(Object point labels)
^^^^^^^^
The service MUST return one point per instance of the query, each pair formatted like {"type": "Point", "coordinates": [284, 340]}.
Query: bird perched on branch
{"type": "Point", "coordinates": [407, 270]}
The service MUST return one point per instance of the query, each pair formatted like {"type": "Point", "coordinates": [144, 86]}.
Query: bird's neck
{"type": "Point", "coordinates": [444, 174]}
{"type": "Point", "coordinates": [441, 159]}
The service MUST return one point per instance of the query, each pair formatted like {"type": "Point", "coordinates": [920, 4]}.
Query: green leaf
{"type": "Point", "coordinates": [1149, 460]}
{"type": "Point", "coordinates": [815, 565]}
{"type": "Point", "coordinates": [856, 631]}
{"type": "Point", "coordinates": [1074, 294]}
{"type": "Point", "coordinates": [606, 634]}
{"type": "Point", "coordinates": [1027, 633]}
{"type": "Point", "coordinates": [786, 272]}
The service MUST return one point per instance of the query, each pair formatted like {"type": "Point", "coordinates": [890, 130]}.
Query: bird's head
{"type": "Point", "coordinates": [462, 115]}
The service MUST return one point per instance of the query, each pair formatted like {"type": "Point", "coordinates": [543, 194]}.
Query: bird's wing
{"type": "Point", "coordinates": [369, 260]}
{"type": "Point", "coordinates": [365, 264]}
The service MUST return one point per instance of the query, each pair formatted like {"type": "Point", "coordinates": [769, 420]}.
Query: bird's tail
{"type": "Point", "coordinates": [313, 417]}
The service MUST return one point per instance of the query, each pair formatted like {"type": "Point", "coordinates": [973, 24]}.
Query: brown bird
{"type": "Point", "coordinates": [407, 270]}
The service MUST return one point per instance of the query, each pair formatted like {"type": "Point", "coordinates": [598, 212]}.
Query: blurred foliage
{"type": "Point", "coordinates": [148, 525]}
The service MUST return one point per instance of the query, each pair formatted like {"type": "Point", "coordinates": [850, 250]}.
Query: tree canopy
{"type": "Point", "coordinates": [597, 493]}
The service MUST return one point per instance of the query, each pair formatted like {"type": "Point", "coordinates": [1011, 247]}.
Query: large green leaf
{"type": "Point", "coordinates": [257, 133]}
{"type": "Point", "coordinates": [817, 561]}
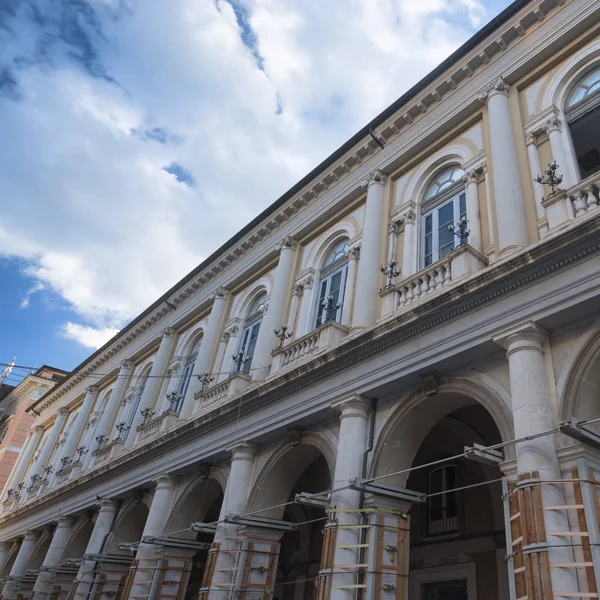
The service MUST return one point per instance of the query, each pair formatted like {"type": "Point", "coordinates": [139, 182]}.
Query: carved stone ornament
{"type": "Point", "coordinates": [497, 87]}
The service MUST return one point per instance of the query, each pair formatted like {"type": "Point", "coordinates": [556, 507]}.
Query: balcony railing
{"type": "Point", "coordinates": [326, 337]}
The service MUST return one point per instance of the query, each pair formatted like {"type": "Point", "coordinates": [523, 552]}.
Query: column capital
{"type": "Point", "coordinates": [528, 335]}
{"type": "Point", "coordinates": [287, 243]}
{"type": "Point", "coordinates": [166, 481]}
{"type": "Point", "coordinates": [499, 86]}
{"type": "Point", "coordinates": [352, 406]}
{"type": "Point", "coordinates": [375, 177]}
{"type": "Point", "coordinates": [220, 294]}
{"type": "Point", "coordinates": [243, 451]}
^^^^^^^^
Take the listing above and print it exactly, apart from the pictures.

◆ Solution for this problem ◆
The service MUST return one point per instance of the query, each pair formatted like {"type": "Point", "coordinates": [284, 340]}.
Query: bird perched on branch
{"type": "Point", "coordinates": [407, 270]}
The service MUST return one point per instance of the query, each pair formatted like {"type": "Point", "coordinates": [144, 86]}.
Query: bird's neck
{"type": "Point", "coordinates": [444, 174]}
{"type": "Point", "coordinates": [441, 159]}
The service MUST return one point per instance of the query, each pair formatted like {"type": "Point", "coordinates": [920, 4]}.
Query: green leaf
{"type": "Point", "coordinates": [1149, 460]}
{"type": "Point", "coordinates": [815, 565]}
{"type": "Point", "coordinates": [856, 631]}
{"type": "Point", "coordinates": [1074, 294]}
{"type": "Point", "coordinates": [606, 634]}
{"type": "Point", "coordinates": [1027, 633]}
{"type": "Point", "coordinates": [786, 272]}
The service MUST return one point per instance of the query, each pair formatted like {"type": "Point", "coordinates": [890, 130]}.
Query: bird's head
{"type": "Point", "coordinates": [462, 115]}
The service MUST return one point per instance of the query, each pair formatted like {"type": "Point", "coordinates": [543, 194]}.
Query: bird's wing
{"type": "Point", "coordinates": [369, 260]}
{"type": "Point", "coordinates": [365, 264]}
The service MUST return one point per instance of the query, each pair formatted like {"type": "Point", "coordinates": [769, 420]}.
Query: bird's tail
{"type": "Point", "coordinates": [313, 417]}
The service MUST return one point per instance of the query, each pair formatted like {"type": "Point", "coordinates": [973, 24]}.
Query: brown bird
{"type": "Point", "coordinates": [407, 270]}
The service MUST return one point per instance of the query, each pair formatted like {"type": "Point", "coordinates": [598, 212]}.
Query: blurred foliage
{"type": "Point", "coordinates": [148, 525]}
The service MUST return one point per instance of the query, each pair formatted like {"type": "Point", "coordinates": [850, 250]}.
Query: tree canopy
{"type": "Point", "coordinates": [597, 493]}
The service MUST return one point per instance of the query, each pair formatted like {"type": "Point", "coordinates": [1011, 247]}.
Query: large green leaf
{"type": "Point", "coordinates": [257, 133]}
{"type": "Point", "coordinates": [817, 561]}
The service MUST return one point per instance of the query, each pair formatted like {"type": "Point", "coordinates": [139, 182]}.
Query: carved stone ornament
{"type": "Point", "coordinates": [497, 87]}
The service MUST return one point per instance of the query, each pair formatted like {"type": "Point", "coordinates": [556, 507]}.
Query: balcony railing
{"type": "Point", "coordinates": [326, 337]}
The service MUST return one point per instance of the query, each pair formatted like {"type": "Point", "coordinates": [523, 552]}.
Query: column capital
{"type": "Point", "coordinates": [528, 335]}
{"type": "Point", "coordinates": [287, 243]}
{"type": "Point", "coordinates": [166, 481]}
{"type": "Point", "coordinates": [499, 86]}
{"type": "Point", "coordinates": [352, 406]}
{"type": "Point", "coordinates": [375, 177]}
{"type": "Point", "coordinates": [220, 294]}
{"type": "Point", "coordinates": [243, 451]}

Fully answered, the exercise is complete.